Retype all entries exactly, skipping pictures.

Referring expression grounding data
..............................

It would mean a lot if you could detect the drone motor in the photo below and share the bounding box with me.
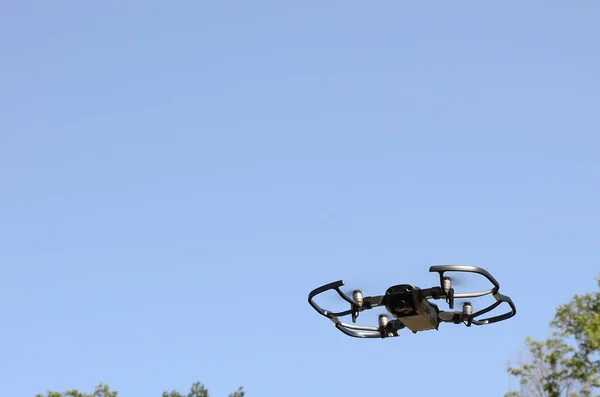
[352,290,363,307]
[378,314,388,328]
[462,301,473,317]
[442,276,452,292]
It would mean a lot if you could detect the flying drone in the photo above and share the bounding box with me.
[308,265,516,338]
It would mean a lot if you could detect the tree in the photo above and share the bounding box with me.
[35,383,118,397]
[36,381,244,397]
[161,382,245,397]
[506,277,600,397]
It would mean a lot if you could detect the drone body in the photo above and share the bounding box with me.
[308,265,516,338]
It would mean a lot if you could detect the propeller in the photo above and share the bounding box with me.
[439,273,475,309]
[341,287,362,298]
[445,273,468,288]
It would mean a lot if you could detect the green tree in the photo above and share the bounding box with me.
[161,382,245,397]
[506,277,600,397]
[36,381,244,397]
[35,383,118,397]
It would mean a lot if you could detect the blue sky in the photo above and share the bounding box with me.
[1,1,599,396]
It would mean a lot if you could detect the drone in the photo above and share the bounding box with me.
[308,265,516,338]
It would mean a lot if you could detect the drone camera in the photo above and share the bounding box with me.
[384,285,416,316]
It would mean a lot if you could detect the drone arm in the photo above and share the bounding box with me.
[362,295,385,309]
[438,310,463,323]
[418,286,444,300]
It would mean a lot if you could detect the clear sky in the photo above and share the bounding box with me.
[1,1,599,396]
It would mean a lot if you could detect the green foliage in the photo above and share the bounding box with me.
[35,383,117,397]
[36,382,244,397]
[160,381,244,397]
[551,278,600,359]
[506,337,591,397]
[162,381,209,397]
[227,387,245,397]
[505,277,600,397]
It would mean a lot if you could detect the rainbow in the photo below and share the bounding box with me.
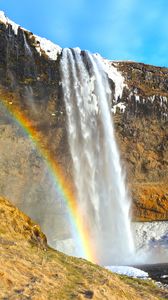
[0,99,97,263]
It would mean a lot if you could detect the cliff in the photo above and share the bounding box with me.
[0,196,167,299]
[0,11,167,225]
[114,61,168,220]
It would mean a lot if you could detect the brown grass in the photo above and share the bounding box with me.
[0,197,167,299]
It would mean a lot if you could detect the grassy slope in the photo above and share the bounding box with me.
[0,197,167,299]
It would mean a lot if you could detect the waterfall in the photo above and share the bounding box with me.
[24,86,37,113]
[23,32,32,57]
[60,48,135,265]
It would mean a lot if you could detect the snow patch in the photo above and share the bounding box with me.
[112,102,126,114]
[0,11,61,60]
[106,266,149,279]
[0,11,19,35]
[135,95,140,102]
[34,35,61,60]
[94,54,126,102]
[148,95,155,103]
[163,96,167,103]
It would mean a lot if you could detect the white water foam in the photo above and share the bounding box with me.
[60,48,135,265]
[133,221,168,264]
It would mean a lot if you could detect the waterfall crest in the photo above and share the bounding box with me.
[60,48,135,265]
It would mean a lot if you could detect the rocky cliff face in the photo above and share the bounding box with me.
[113,62,168,220]
[0,11,167,227]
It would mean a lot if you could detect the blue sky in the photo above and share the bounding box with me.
[1,0,168,66]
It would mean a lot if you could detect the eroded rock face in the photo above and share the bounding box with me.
[113,62,168,220]
[0,12,167,223]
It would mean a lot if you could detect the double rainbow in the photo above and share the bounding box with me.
[0,99,97,263]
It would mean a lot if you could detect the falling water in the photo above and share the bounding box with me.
[23,32,32,57]
[60,48,135,265]
[24,86,37,113]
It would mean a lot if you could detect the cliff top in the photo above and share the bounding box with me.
[0,10,61,60]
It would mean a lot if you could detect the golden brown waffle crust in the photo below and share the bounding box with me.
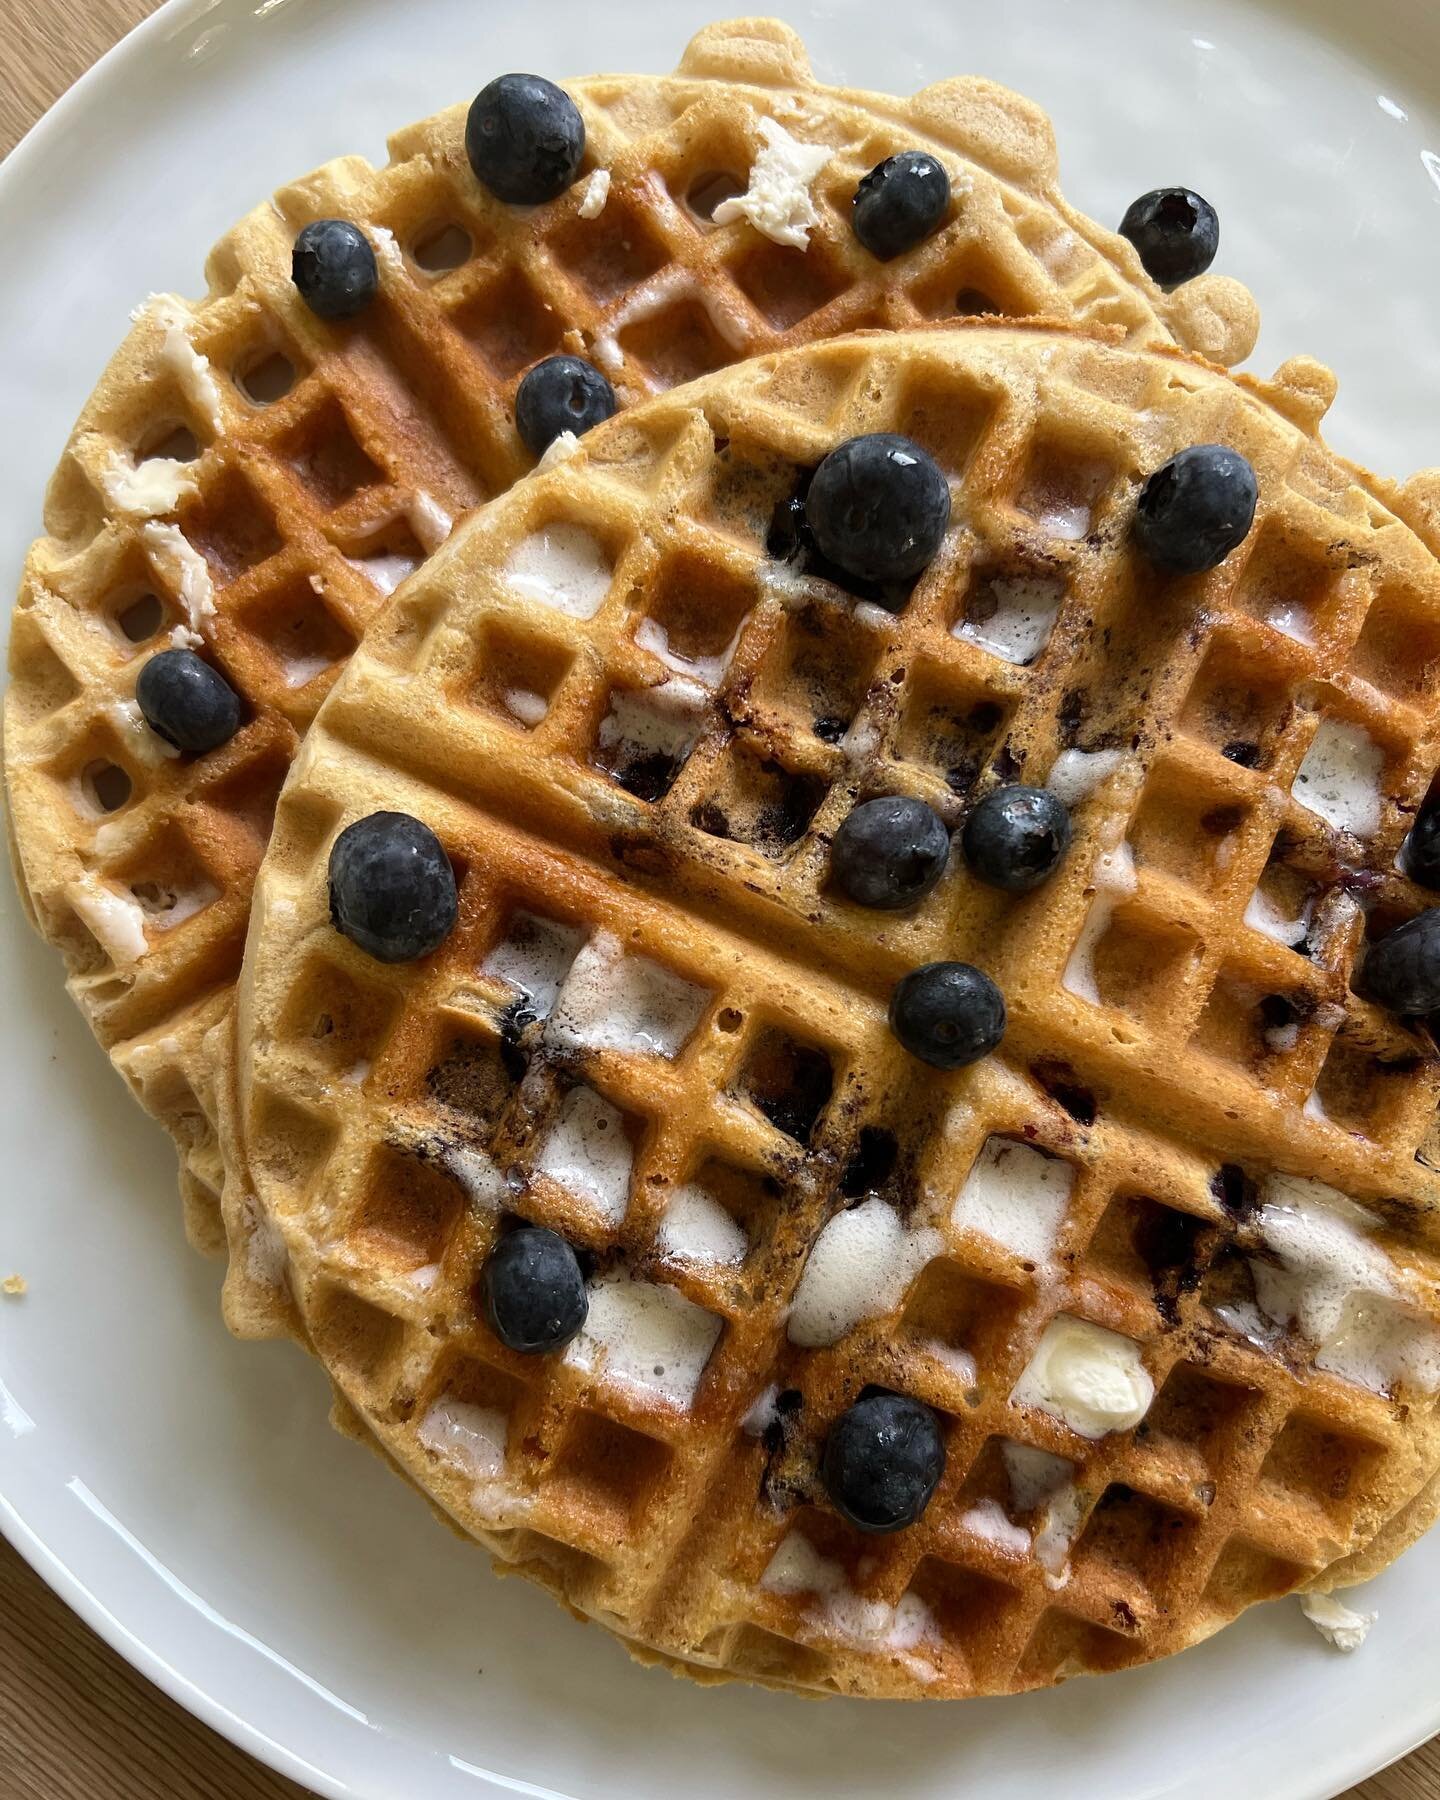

..............................

Expected answer
It would mean a lot if you could detect the drone motor in the photo below and share the bounding box with me.
[352,290,363,307]
[378,314,388,328]
[462,301,473,317]
[442,276,452,292]
It would mean a lot if you could detect the flying drone in the photo above and share the bounding box with me.
[308,265,516,338]
It would mean a lot if you could detect the tree in the photo above and share the bounding box with me.
[35,383,118,397]
[36,381,244,397]
[161,382,245,397]
[506,277,600,397]
It would mean a lot if you could detect the drone body in the photo above and share the bounding box with me.
[308,265,516,338]
It would mean a lot if you could detect the propeller in the photo above and share the bounding box with me.
[439,273,475,309]
[341,287,362,298]
[445,273,468,288]
It would mean a lot if you could detect the green tree in the photo above and share the bounding box with me.
[161,382,245,397]
[506,277,600,397]
[36,381,244,397]
[35,383,118,397]
It would mean a lot if you could detect the blue sky in the photo above and share the bounding box with me.
[1,1,599,396]
It would mean a lot if you could detect the drone in the photo above and share the bounding box with me.
[308,265,516,338]
It would mean a lot if you could detect the drone camera in the photo above and share the bounding box with me.
[384,285,416,316]
It would mean a lot if you could detect the drone arm in the photo above and share the bounding box with me.
[362,295,385,309]
[438,310,463,323]
[418,286,444,300]
It would mean a lot if you could detect the clear sky in the photo above and share the bounding box with me.
[1,1,599,396]
It would mean a lot if you could detect the green foliage in the photo above and share the bounding box with me.
[35,383,117,397]
[36,382,244,397]
[160,381,244,397]
[551,278,600,359]
[506,337,591,397]
[162,381,209,397]
[227,387,245,397]
[505,277,600,397]
It would mean a lot if you could detect the rainbow in the photo below and share the bounding box with me.
[0,99,97,263]
It would mean a lot if you could detect the cliff in the photo above and share the bounding box with me.
[0,196,167,299]
[0,11,167,225]
[114,61,168,220]
It would mean a lot if you could detect the brown grass in the photo above and share the bounding box with me.
[0,197,167,299]
It would mean a lot if you could detect the grassy slope in the photo above and share the bounding box with me.
[0,197,167,299]
It would mean a lot if you could detect the waterfall in the photo above and share the bounding box with me.
[24,86,37,113]
[23,32,32,57]
[60,48,135,265]
It would mean a lot if you could detect the snow patch in the photo above and share the bounding box with me.
[112,102,126,114]
[0,11,61,60]
[106,266,149,279]
[0,11,19,35]
[135,95,140,102]
[34,35,61,60]
[94,54,126,102]
[148,95,155,103]
[163,96,167,103]
It would mean a lot if you could detect the white water foam in the photo above and share the bounding box with me.
[60,48,135,265]
[133,221,168,264]
It would mean a lot if you could detect the waterfall crest in the photo above and share the bounding box with me.
[60,48,135,265]
It would mean a lot if you could detect the rocky cliff face in the photo above and share the bounding box with me.
[113,62,168,220]
[0,11,167,227]
It would mean a lot if you could detect the blue sky in the photo above and share the bounding box with me.
[1,0,168,66]
It would mean a lot if you could detect the eroded rock face in the photo above and share the bounding box with me.
[113,62,168,220]
[0,12,167,223]
It would mean a lot if you could detect the double rainbow in the photo above and share the bounding box with me.
[0,99,97,263]
It would mean a lot if you could detect the falling water in the photo above and share the bounding box with me.
[23,32,32,57]
[60,48,135,265]
[24,86,37,113]
It would mean a lot if you could detect the cliff top in the photo above and share the bounding box with me.
[0,10,61,60]
It would mean a lot if you could detect the golden brown waffle crust in the photo below and share the bounding box with me.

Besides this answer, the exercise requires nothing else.